Dataset entries:
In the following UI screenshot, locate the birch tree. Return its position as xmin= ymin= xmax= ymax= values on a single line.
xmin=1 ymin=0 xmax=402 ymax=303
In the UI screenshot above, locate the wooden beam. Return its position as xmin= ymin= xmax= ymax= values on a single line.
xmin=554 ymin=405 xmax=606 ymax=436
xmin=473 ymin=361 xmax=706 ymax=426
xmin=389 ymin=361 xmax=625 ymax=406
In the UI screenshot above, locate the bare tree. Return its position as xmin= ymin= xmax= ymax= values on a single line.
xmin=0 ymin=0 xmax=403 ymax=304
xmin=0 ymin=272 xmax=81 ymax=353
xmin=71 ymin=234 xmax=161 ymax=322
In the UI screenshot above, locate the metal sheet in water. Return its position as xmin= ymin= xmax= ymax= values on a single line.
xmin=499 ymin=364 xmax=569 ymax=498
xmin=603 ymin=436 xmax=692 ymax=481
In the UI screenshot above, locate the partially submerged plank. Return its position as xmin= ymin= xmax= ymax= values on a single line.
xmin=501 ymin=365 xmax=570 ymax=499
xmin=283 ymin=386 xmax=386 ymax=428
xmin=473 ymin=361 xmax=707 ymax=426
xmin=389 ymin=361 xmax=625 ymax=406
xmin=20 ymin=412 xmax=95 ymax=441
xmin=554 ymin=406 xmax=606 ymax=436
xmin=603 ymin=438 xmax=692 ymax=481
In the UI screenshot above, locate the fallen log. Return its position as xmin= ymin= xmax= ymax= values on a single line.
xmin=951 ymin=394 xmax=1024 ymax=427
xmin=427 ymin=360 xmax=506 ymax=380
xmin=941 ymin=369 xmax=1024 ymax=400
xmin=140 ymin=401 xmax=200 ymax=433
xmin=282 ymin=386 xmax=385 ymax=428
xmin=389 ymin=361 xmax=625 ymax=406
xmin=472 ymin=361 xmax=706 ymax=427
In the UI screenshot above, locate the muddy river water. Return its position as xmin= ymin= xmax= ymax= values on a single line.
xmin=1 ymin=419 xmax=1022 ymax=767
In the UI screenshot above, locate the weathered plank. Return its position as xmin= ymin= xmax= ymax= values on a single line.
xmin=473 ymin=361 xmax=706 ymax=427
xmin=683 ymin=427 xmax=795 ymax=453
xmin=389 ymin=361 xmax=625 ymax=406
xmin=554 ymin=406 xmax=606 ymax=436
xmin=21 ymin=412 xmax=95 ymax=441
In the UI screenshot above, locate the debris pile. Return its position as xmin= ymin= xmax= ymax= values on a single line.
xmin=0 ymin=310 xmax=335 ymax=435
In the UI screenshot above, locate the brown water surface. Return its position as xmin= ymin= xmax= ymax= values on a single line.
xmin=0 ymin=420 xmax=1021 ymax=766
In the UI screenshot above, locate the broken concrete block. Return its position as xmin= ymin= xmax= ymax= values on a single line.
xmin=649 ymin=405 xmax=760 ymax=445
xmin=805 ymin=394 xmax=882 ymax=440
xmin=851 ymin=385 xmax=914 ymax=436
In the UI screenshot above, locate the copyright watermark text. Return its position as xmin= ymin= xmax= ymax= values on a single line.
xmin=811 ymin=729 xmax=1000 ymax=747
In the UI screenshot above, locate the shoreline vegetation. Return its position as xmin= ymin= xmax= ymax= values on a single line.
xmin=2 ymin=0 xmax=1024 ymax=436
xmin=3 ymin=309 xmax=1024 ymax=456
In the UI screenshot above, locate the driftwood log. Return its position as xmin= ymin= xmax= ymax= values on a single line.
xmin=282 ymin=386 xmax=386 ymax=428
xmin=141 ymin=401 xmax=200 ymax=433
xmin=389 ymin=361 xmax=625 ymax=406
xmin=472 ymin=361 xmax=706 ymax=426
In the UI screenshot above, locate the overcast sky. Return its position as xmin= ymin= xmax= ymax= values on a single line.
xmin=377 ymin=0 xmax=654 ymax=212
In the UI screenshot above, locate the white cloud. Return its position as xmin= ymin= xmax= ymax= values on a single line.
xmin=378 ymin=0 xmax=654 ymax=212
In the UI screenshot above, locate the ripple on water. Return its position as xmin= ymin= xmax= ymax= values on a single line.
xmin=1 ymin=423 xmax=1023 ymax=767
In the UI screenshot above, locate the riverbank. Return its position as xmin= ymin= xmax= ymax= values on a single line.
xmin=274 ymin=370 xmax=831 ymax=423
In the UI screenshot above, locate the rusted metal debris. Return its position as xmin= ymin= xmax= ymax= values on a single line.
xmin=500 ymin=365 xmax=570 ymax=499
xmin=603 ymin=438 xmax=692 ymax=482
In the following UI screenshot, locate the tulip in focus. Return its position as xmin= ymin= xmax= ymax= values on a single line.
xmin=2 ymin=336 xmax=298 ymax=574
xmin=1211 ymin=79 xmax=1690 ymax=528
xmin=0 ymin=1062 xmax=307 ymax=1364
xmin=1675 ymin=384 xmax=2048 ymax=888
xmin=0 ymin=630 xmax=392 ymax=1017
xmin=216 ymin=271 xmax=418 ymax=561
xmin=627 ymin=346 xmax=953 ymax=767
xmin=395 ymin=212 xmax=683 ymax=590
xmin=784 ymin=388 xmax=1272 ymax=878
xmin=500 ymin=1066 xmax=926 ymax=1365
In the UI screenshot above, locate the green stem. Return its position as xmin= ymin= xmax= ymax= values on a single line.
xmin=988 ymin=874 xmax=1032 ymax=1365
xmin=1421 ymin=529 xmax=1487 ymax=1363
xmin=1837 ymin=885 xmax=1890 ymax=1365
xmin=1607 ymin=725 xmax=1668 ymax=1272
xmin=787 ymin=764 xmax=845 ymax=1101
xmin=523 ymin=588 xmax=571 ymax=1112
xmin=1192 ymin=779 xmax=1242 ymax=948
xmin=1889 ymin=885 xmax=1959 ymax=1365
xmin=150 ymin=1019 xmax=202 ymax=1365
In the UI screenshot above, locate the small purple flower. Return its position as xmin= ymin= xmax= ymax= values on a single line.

◆ **Task to complete**
Nothing should be dropped or changed, so repeat all of the entries exactly.

◆ **Task output**
In the following UI screenshot, locate the birch tree. Return its position as xmin= ymin= xmax= ymax= values on a single line.
xmin=1 ymin=0 xmax=402 ymax=303
In the UI screenshot above, locate the wooden beam. Return its position as xmin= ymin= xmax= ymax= values on a single line.
xmin=554 ymin=405 xmax=606 ymax=436
xmin=473 ymin=361 xmax=706 ymax=426
xmin=389 ymin=361 xmax=625 ymax=406
In the UI screenshot above, locate the bare tree. Return its position as xmin= ymin= xmax= ymax= values on a single line.
xmin=0 ymin=0 xmax=403 ymax=304
xmin=0 ymin=272 xmax=81 ymax=353
xmin=71 ymin=234 xmax=161 ymax=322
In the UI screenshot above, locate the metal sheet in water. Return its position as xmin= ymin= xmax= ymax= values on a single line.
xmin=499 ymin=364 xmax=569 ymax=498
xmin=603 ymin=436 xmax=692 ymax=481
In the UI screenshot above, locate the partially submerged plank. Return its position as xmin= ymin= xmax= ymax= values on a single line.
xmin=501 ymin=365 xmax=570 ymax=499
xmin=283 ymin=386 xmax=386 ymax=428
xmin=473 ymin=361 xmax=707 ymax=426
xmin=389 ymin=361 xmax=625 ymax=406
xmin=20 ymin=412 xmax=95 ymax=441
xmin=554 ymin=406 xmax=606 ymax=436
xmin=603 ymin=438 xmax=692 ymax=481
In the UI screenshot above, locate the fallen log. Return its position as xmin= ymin= xmax= ymax= values on a single line.
xmin=951 ymin=394 xmax=1024 ymax=427
xmin=427 ymin=360 xmax=506 ymax=380
xmin=941 ymin=369 xmax=1024 ymax=400
xmin=140 ymin=401 xmax=200 ymax=433
xmin=282 ymin=386 xmax=385 ymax=428
xmin=389 ymin=361 xmax=625 ymax=406
xmin=472 ymin=361 xmax=706 ymax=427
In the UI screenshot above, locate the muddy river water. Return its position as xmin= ymin= xmax= ymax= values on a single line.
xmin=1 ymin=419 xmax=1022 ymax=767
In the UI screenshot above, locate the weathered plank. Return its position as xmin= ymin= xmax= ymax= values on a single line.
xmin=473 ymin=361 xmax=706 ymax=427
xmin=683 ymin=427 xmax=795 ymax=453
xmin=389 ymin=361 xmax=625 ymax=406
xmin=554 ymin=406 xmax=606 ymax=436
xmin=21 ymin=412 xmax=95 ymax=441
In the UI screenshot above, locate the debris pile. Return its position as xmin= ymin= xmax= ymax= values on a single line.
xmin=0 ymin=310 xmax=335 ymax=435
In the UI screenshot above, locate the brown water surface. Return its position as xmin= ymin= xmax= ymax= values on a single line.
xmin=0 ymin=420 xmax=1021 ymax=766
In the UI screenshot above, locate the broken concrete block. Return its position as xmin= ymin= xmax= ymax= values on a single line.
xmin=649 ymin=405 xmax=760 ymax=445
xmin=805 ymin=394 xmax=882 ymax=440
xmin=851 ymin=385 xmax=914 ymax=436
In the UI screenshot above, locate the copyright watermark text. Return its position as xmin= ymin= xmax= ymax= values on a single line.
xmin=811 ymin=729 xmax=1000 ymax=747
In the UI screenshot above, locate the shoreline vegetation. Return its position as xmin= ymin= xmax= ymax= values on a single line.
xmin=2 ymin=0 xmax=1024 ymax=436
xmin=3 ymin=309 xmax=1024 ymax=456
In the UI screenshot above, locate the driftwood log. Return its position as xmin= ymin= xmax= ymax= values on a single line.
xmin=282 ymin=386 xmax=386 ymax=428
xmin=141 ymin=401 xmax=200 ymax=433
xmin=389 ymin=361 xmax=625 ymax=406
xmin=472 ymin=361 xmax=706 ymax=426
In the UI screenshot above, locate the overcast sky. Return its position as xmin= ymin= xmax= ymax= values on a single line.
xmin=377 ymin=0 xmax=654 ymax=212
In the UI screenshot above, locate the white cloud. Return its position as xmin= ymin= xmax= ymax= values on a single line.
xmin=378 ymin=0 xmax=654 ymax=212
In the UI screenshot above, locate the ripple on water. Return its position as xmin= ymin= xmax= ymax= values on a single line.
xmin=1 ymin=423 xmax=1023 ymax=767
In the UI screenshot above, locate the riverbank. Return its position as xmin= ymin= xmax= ymax= values on a single line.
xmin=274 ymin=370 xmax=831 ymax=423
In the UI screenshot above, locate the rusted metal debris. Return its position as xmin= ymin= xmax= ymax= values on a single line.
xmin=500 ymin=365 xmax=570 ymax=499
xmin=603 ymin=438 xmax=692 ymax=482
In the following UI screenshot, locate the tulip in focus. Return its position as xmin= ymin= xmax= ymax= values on a single line.
xmin=2 ymin=336 xmax=298 ymax=574
xmin=1211 ymin=79 xmax=1690 ymax=528
xmin=0 ymin=1062 xmax=307 ymax=1364
xmin=1675 ymin=384 xmax=2048 ymax=888
xmin=0 ymin=630 xmax=392 ymax=1017
xmin=216 ymin=271 xmax=418 ymax=561
xmin=627 ymin=346 xmax=953 ymax=767
xmin=395 ymin=212 xmax=683 ymax=590
xmin=784 ymin=388 xmax=1272 ymax=878
xmin=500 ymin=1066 xmax=926 ymax=1365
In the UI screenshot above, locate the green stem. Return its position as xmin= ymin= xmax= ymax= values on a single line.
xmin=988 ymin=874 xmax=1032 ymax=1365
xmin=1421 ymin=529 xmax=1487 ymax=1363
xmin=1837 ymin=885 xmax=1890 ymax=1365
xmin=1607 ymin=725 xmax=1668 ymax=1272
xmin=787 ymin=764 xmax=845 ymax=1101
xmin=523 ymin=588 xmax=571 ymax=1112
xmin=1192 ymin=779 xmax=1242 ymax=948
xmin=1889 ymin=885 xmax=1959 ymax=1365
xmin=150 ymin=1019 xmax=202 ymax=1365
In the UI screenshot above, locate the small purple flower. Return its position as xmin= ymin= xmax= ymax= values on a single line.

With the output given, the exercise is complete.